--- Document passage ---
- - -
While the effects of LSD often are considered pleasurable to the user, at times they may be profoundly disturbing, resulting in a "bad trip." Novices, as well as seasoned users, can experience bad trips, common manifestations of which include the following:

  • Panic reaction - May be triggered by an unexpected stressful setting
  • Amplification of unconscious fears
  • Self aggression
  • Suicidal or homicidal ideation
  • Fear of going insane or of the inability to return to normal
  • Perception of rapid aging of self or others
  • Profound depression

Somatic symptoms

Patients who have taken LSD generally present with a combination of somatic and psychomimetic symptoms. [35] Somatic symptoms, which are usually due to sympathomimetic effects, include the following:

  • Mydriasis
  • Hypertension
  • Tachycardia
  • Flushing
  • Sweating
  • Loss of appetite
  • Nausea
  • Diarrhea
  • Dry mouth
  • Drowsiness
  • Sleeplessness
  • Weakness
  • Paresthesias
  • Tremors
  • Hyperactive reflexes
  • Piloerection
  • Mild pyrexia
  • Seizures - Rare; typically with doses above 10 μ g/kg

Manifestations such as tachycardia, hypertension, pupillary dilation, tremor, and hyperpyrexia can occur within minutes following oral administration of 0.5–2 µg/kg. [4]

As previously stated, massive overdoses can lead to respiratory arrest, coma (very rare), emesis, hyperthermia, autonomic instability, and bleeding disorders.
- - -
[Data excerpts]
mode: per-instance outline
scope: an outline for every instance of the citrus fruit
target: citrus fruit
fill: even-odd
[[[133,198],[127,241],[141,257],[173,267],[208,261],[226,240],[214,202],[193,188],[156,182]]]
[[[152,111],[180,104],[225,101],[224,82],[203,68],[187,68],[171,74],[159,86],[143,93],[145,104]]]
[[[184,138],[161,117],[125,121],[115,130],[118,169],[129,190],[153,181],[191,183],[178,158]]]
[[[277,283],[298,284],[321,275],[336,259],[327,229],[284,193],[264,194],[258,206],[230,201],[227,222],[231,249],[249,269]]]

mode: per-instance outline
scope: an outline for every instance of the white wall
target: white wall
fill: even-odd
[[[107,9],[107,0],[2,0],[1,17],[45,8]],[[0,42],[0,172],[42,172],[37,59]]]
- - -
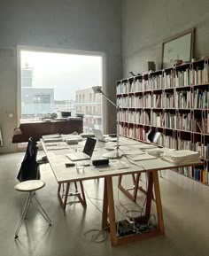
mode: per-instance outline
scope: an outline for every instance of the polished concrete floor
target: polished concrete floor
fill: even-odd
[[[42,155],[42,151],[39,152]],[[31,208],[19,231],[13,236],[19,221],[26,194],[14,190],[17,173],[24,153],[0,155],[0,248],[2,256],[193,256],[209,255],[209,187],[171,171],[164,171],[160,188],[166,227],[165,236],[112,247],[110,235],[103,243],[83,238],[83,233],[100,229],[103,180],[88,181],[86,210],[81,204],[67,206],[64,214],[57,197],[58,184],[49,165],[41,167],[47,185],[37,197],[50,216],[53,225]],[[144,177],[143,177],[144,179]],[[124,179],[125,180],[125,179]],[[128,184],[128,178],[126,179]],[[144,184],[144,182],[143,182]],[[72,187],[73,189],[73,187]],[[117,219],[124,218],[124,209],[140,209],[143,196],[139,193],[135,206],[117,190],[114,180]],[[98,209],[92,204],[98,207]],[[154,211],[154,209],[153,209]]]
- - -
--- Problem description ---
Please answer these questions from the passage on LSD effects.
1. What may trigger a panic reaction?
2. What are somatic symptoms usually due to?
3. How soon after oral administration of 0.5–2 µg/kg can tachycardia and hypertension occur?

--- Response to the task ---
1. An unexpected stressful setting.
2. Sympathomimetic effects.
3. Within minutes.